The stretch wanted below opens at the line containing "of the distant" and closes at the line containing "[1023, 439]". Please return it exactly, with no other lines.

⟨

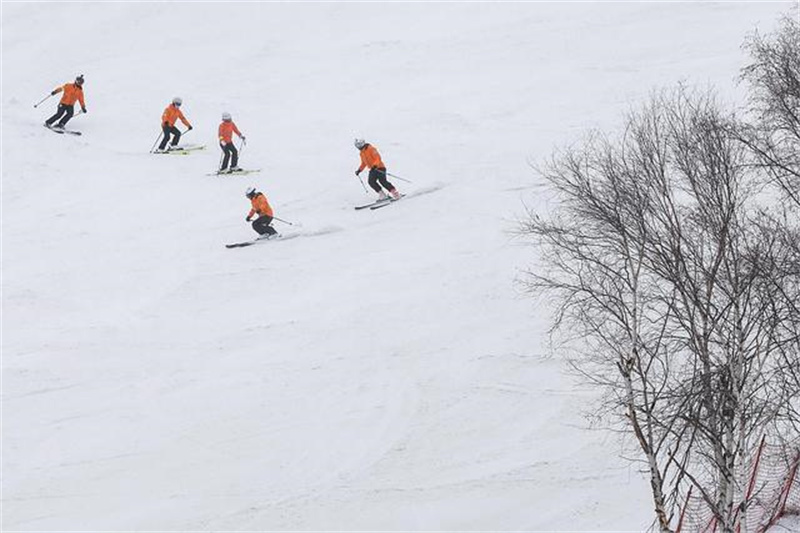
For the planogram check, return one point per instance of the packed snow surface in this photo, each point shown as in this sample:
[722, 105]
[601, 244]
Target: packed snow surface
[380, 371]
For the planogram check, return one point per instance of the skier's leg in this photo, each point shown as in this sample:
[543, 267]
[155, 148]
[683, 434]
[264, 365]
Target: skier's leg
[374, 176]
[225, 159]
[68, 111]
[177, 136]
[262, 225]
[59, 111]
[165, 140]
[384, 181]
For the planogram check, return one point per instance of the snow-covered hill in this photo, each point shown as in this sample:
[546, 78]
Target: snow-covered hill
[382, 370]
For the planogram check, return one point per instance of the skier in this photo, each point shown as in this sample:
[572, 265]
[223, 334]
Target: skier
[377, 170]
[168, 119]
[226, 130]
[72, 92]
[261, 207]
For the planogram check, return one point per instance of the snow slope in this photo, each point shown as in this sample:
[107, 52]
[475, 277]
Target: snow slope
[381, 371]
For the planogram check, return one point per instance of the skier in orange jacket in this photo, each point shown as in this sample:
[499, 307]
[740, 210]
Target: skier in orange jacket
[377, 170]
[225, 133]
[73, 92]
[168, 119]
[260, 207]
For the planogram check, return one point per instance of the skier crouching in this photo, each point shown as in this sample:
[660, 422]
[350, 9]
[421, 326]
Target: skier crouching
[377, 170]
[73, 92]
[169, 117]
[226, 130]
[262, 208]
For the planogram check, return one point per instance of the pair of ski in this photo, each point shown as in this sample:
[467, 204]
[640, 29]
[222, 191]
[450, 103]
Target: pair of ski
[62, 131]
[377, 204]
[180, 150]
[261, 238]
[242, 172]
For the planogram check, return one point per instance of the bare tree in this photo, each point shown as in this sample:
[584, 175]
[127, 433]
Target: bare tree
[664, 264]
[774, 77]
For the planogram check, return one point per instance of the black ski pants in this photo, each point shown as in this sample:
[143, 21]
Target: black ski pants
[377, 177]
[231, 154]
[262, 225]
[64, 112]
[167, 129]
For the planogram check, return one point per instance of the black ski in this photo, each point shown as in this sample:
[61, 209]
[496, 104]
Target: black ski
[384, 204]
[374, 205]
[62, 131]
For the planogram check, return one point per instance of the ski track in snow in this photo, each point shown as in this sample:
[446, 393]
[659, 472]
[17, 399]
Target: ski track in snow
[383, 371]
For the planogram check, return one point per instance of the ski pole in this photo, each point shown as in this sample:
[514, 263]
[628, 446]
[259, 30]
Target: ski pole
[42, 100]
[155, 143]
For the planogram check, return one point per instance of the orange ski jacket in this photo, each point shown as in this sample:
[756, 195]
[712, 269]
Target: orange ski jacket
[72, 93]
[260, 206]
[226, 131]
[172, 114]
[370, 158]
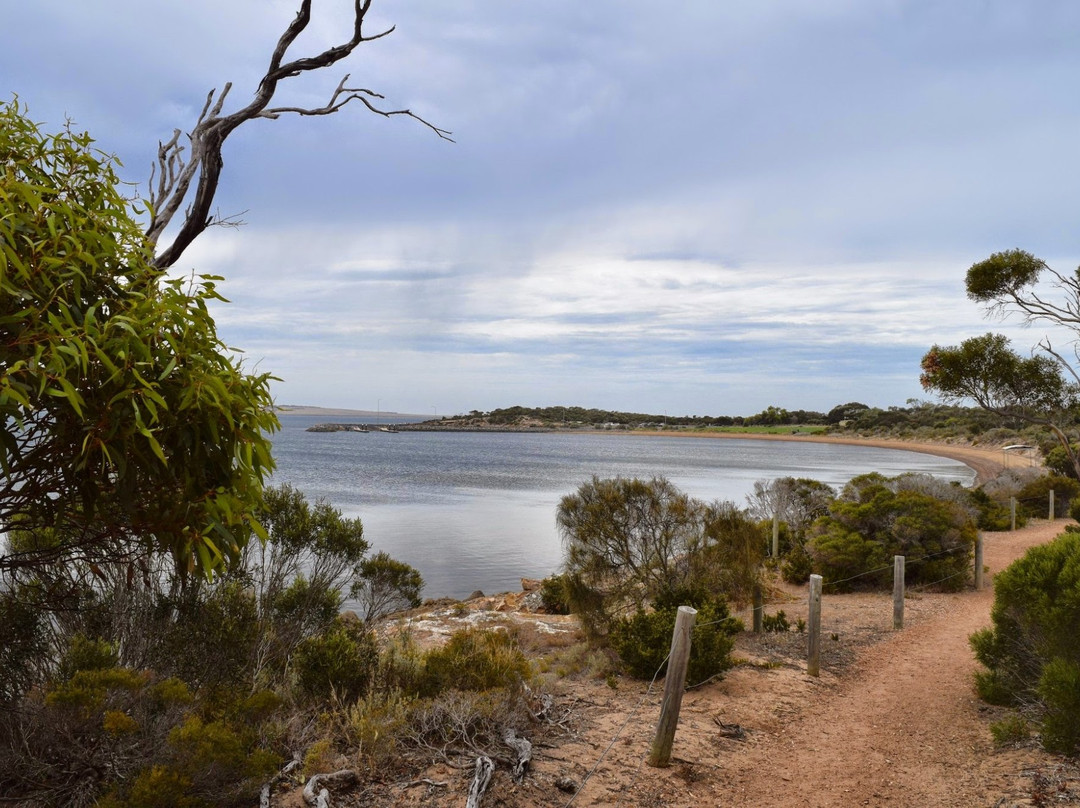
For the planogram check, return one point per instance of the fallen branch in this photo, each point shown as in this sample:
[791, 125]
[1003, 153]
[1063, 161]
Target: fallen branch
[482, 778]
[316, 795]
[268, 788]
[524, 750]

⟩
⟨

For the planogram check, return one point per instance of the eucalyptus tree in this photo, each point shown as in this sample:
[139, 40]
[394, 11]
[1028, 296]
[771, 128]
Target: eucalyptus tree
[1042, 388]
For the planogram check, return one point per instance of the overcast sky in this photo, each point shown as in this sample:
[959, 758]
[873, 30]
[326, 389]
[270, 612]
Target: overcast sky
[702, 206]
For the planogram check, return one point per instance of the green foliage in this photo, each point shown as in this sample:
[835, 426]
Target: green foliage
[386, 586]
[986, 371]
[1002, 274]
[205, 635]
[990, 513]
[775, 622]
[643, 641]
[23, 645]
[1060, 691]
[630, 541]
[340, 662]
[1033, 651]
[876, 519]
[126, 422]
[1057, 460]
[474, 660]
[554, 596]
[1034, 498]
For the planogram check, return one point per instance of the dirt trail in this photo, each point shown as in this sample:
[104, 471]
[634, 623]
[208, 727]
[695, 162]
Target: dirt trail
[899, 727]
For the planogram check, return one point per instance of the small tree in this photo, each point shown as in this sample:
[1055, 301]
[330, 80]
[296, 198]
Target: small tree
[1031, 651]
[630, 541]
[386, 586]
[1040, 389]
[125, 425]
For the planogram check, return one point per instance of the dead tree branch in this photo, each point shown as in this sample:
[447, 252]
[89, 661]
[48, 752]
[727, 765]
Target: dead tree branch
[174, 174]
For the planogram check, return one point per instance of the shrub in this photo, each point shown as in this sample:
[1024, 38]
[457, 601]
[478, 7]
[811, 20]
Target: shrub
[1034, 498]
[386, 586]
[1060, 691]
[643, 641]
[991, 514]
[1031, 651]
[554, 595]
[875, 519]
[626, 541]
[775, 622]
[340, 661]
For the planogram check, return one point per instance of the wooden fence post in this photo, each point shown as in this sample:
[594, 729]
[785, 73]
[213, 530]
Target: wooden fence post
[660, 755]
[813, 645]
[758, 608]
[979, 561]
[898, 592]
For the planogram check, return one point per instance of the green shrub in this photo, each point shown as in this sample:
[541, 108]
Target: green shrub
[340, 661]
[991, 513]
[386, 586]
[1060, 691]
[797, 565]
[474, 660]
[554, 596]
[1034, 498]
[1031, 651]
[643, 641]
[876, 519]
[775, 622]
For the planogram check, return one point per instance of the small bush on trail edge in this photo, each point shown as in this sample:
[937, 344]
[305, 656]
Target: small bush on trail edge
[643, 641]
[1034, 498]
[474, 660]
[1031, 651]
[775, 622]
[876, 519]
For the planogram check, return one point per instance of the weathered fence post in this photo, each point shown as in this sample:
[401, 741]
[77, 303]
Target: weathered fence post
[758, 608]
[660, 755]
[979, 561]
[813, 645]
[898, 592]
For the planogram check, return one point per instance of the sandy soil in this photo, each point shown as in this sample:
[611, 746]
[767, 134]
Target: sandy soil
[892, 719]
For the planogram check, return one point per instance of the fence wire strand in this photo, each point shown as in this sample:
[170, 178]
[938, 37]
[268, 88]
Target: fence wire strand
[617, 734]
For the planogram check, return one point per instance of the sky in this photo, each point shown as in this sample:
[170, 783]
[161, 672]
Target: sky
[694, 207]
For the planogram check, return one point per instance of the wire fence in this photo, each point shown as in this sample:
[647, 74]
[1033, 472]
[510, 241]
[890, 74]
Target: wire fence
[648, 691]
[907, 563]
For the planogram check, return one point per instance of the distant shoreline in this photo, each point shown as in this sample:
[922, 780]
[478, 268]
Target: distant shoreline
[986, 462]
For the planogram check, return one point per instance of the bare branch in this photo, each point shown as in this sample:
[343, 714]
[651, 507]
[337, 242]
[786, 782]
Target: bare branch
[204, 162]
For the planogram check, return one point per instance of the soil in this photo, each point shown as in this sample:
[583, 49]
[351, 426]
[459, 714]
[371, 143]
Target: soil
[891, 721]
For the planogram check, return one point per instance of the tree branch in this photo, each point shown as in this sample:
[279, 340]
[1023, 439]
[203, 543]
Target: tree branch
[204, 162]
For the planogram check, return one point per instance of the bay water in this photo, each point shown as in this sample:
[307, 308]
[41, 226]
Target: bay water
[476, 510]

⟩
⟨

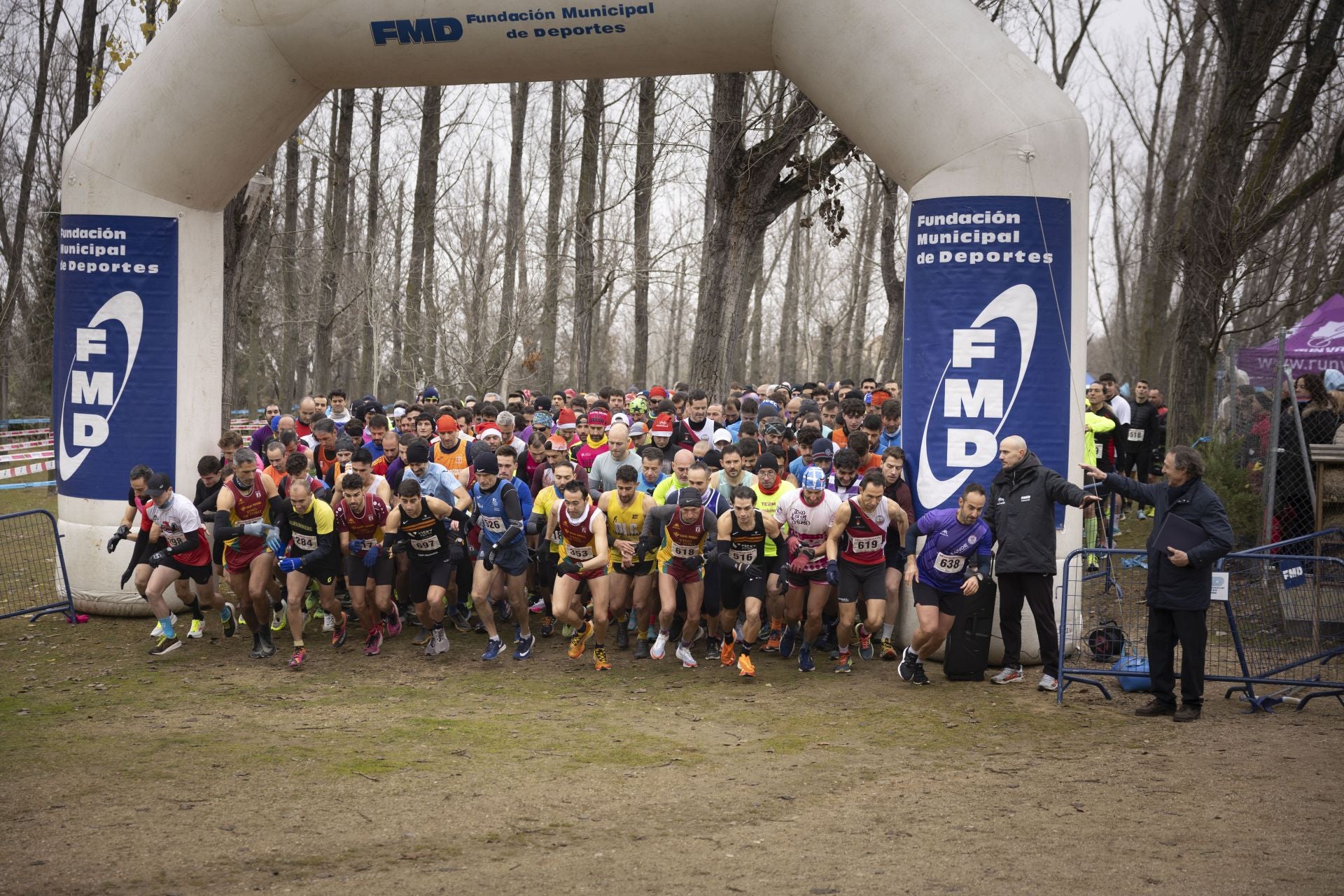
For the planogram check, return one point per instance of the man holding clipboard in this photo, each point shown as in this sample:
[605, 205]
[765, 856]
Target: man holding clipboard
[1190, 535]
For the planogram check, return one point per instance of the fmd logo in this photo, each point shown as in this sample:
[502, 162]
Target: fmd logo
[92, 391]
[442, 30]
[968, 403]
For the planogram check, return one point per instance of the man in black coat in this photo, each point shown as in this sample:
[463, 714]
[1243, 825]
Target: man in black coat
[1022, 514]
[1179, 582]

⟩

** YOUR SOLUTION **
For the planogram check, return one point per instance of the distant shoreline in this photo, each point shown as in this sample:
[922, 780]
[478, 268]
Target: distant shoreline
[986, 462]
For the planogram check, return one point per instance of the bare branch in this photo, each point shown as in this sample:
[343, 714]
[651, 507]
[337, 242]
[786, 782]
Target: bare branch
[204, 162]
For the planogram check, return one point per instance of the soil in this photo, each point shown as in this sample:
[583, 49]
[351, 426]
[459, 714]
[371, 143]
Target: soil
[891, 721]
For the planogram check, return one point per instance of the tree branch in this photo, each point shown as in this sample:
[279, 340]
[1023, 439]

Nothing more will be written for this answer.